**TASK OBJECTIVE:** Rewrite everything from the line containing "Would you be able to indicate the black ferrari" down to the end of the records, including the requests, and scale each coordinate in the answers by 2.45, rounding to whole numbers with halves rounded up. Give only those lines.

**ENTRIES SHOWN:**

========================================================================

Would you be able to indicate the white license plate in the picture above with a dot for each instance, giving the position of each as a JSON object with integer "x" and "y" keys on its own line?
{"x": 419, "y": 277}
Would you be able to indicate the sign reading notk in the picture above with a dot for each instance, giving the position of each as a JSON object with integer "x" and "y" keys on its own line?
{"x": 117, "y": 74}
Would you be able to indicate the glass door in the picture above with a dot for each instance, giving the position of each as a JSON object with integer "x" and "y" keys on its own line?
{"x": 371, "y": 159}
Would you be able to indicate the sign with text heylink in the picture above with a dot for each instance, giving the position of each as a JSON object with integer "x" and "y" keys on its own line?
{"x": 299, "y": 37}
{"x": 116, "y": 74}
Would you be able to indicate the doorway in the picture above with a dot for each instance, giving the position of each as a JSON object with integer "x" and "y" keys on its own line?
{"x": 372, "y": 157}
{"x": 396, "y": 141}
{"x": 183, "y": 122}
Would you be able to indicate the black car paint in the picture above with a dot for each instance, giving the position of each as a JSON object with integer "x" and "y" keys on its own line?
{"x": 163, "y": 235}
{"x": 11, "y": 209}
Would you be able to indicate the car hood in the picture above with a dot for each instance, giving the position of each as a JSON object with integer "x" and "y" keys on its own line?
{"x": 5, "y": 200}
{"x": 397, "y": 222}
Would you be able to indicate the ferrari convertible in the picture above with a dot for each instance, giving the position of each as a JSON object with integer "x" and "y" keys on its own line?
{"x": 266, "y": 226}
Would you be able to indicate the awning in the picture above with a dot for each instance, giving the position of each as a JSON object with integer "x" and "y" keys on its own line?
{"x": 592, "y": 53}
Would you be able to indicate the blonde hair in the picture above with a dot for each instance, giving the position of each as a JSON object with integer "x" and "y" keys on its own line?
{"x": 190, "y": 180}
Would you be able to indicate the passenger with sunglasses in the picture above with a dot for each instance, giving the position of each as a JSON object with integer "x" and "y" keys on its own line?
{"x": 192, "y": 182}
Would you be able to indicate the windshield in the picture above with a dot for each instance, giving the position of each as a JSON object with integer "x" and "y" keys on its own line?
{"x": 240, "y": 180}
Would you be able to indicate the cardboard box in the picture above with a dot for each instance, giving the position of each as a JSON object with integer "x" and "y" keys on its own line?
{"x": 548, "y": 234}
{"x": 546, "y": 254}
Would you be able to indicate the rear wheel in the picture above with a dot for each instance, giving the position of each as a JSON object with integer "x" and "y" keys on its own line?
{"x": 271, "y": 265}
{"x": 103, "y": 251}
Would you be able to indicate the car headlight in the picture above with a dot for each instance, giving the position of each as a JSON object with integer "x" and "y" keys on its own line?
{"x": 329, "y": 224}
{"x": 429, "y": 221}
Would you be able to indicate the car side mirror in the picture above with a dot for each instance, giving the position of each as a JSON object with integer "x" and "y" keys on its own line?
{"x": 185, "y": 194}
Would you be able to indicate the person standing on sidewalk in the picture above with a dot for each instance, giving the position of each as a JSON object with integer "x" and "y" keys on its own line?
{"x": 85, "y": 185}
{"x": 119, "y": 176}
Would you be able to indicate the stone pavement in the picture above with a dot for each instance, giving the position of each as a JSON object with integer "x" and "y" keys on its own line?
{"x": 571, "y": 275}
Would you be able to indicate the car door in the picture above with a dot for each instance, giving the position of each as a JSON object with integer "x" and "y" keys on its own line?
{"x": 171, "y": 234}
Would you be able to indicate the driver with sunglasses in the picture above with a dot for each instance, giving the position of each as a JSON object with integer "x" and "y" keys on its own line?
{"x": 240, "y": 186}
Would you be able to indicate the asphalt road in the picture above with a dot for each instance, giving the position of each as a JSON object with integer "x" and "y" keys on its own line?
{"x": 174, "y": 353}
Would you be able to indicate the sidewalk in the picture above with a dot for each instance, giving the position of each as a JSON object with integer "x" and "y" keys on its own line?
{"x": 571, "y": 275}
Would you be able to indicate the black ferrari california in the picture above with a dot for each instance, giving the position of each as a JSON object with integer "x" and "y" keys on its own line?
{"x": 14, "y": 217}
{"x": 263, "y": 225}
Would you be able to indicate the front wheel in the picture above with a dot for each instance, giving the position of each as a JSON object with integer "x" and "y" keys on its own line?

========================================================================

**THE REPLY:**
Would you be able to indicate the black ferrari california in the picture above with a dot for each instance, giving the position of each as a JSON object with integer "x" and "y" keys on its own line?
{"x": 34, "y": 532}
{"x": 644, "y": 551}
Would you be able to indicate the front wheel in the picture above with a dot for each instance, giving the position of each as a JSON object with integer "x" and "y" keys on its own line?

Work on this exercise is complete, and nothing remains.